(THINGS TO DO)
1/ Reproduce, word for word, the passage of the post on Karadzic and Mugabe that opens with the words containing "Down with the" and closes with "supporting good leaders.".
2/ Carry the post on Karadzic and Mugabe further, picking up after its last sentence.

Down with the Bad Guys – and Up with the Good
It’s been a great week for those of us intent on stopping bad leaders – and one equally excellent for those of us intent on supporting good leaders.
First and foremost finally, more than ten years after he was indicted as a war criminal by the International Criminal Tribunal in The Hague, Radovan Karadzic was arrested. I have been writing and talking about this man for years. In fact, in my book, Bad Leadership, I used him as the exemplar of “evil leadership,” for there is nearly no doubt that during the Balkan wars of the 1990s, he was responsible for the death of thousands, most obviously in connection with the massacre (of some 8,000 Bosnian Muslims) at Srebrenica.
The court has charged Karadzic with genocide and other crimes. And Richard Holbrooke, the former State Department official who brokered a sort of a Balkan peace, described him as “the worst,” a racist believer, who “really enjoyed ordering the killing of Muslims.”
The question I often raised was why was this man not being brought to justice? He was, after all, not hiding in a cave somewhere on the border between Pakistan and Afghanistan. Quite the contrary – somehow everyone knew, or at least strongly suspected, that Karadzic was sticking close to home, out of sight perhaps, but still, somewhere close by. Now we know that most of the time he was in fact very close by, disguised by a full white beard and distinctive garb, but nevertheless out and about and hardly impossible to identify. So even now I wonder how it happened that fully a decade passed during which Karadzic was able to avoid being caught. Is this anyone’s idea of having the punishment fit the crime?
Along similar lines, though the development is less dramatic, is the reining in of long time tyrant, Robert Mugabe. After all the hue and cry (including from this blogger) about the stolen election in Zimbabwe, not to speak of its catastrophic circumstance more generally, there was an announcement that Mugabe had agreed to power-sharing talks with his longtime rival, opposition leader, Morgan Tsvangirai. The agreement between the two men was brokered by outsiders and it is, at best, fragile, as in both preliminary and tentative. Still, it’s something and it’s better than nothing, better than either a miserable stalemate or, heaven forefend, than allowing Mugabe to continue to rule with an iron fist.

[Data items]
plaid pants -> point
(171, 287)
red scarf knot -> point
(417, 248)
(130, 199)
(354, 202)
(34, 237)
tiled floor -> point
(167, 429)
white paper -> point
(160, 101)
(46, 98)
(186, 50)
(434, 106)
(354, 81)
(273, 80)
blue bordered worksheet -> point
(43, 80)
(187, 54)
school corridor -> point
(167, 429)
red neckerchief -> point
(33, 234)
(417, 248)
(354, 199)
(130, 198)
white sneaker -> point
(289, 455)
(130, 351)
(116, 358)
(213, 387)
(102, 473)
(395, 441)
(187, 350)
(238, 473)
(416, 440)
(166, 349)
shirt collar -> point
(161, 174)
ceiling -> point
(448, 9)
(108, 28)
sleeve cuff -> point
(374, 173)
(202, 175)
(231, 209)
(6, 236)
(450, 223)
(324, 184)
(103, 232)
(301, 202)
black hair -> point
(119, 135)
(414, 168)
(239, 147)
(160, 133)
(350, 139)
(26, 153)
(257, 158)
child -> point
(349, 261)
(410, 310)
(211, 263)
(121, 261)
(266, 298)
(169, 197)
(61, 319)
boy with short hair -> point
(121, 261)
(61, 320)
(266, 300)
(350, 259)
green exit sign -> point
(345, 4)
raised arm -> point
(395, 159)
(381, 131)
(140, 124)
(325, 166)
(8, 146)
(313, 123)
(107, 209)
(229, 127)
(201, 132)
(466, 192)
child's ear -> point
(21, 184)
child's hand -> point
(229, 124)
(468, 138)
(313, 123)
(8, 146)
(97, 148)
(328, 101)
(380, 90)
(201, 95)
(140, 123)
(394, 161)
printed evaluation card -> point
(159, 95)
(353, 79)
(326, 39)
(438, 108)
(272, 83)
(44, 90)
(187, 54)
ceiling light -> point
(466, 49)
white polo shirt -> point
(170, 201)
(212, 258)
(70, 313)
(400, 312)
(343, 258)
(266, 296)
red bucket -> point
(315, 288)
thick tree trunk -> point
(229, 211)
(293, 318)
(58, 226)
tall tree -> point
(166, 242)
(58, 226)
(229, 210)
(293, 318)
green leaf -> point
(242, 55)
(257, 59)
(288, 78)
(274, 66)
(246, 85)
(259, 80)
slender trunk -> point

(OUTPUTS IN ORDER)
1/
Down with the Bad Guys – and Up with the Good
It’s been a great week for those of us intent on stopping bad leaders – and one equally excellent for those of us intent on supporting good leaders.

2/
The international community would make a mistake, however, if it backed off, slacked off from keeping close vigil. Bad leaders never ever backtrack of their own volition. Their feet must be held to the fire without fail – which is why Mugabe should be watched at every turn, lest he return, which he would if he could, to the bad old days.
Finally, time to accentuate the positive – to shine a light on a man by the name of Peter Singer. Singer is the most important and influential of all kinds of leaders – he is an intellectual leader. A philosopher by trade, in 1975 Singer published a book titled, Animal Rights. The impact of this work, outlandish as its ideas seemed at the time, is by now impossible to overestimate. The animal rights movement is one of the most important socio-political movements in our recent history. Its impact has been worldwide, and on how we do business, and on what we legislate, and on how we conceive of creatures other than those that are human.
Singer did not, of course, accomplish all this alone. He has been aided and abetted by countless activists, led by, among others, the formidable Ingrid Newkirk, longtime head of People for the Ethical Treatment of Animals (PETA). One of the most significant of their collective triumphs occurred just a week or two ago: the passage in Spain of a resolution granting to great apes some legal rights.
Suffice it here to say that whatever your opinion on animal rights, and on how far they should be extended, it’s worth recalling that some non-human animals are not so different from you and me. Great apes in particular are biologically very close to humans – chimpanzees and humans have in common fully 98 percent of their DNA. So a bow to Singer the leader, who provides proof positive there is nothing so powerful as a great idea whose time has come.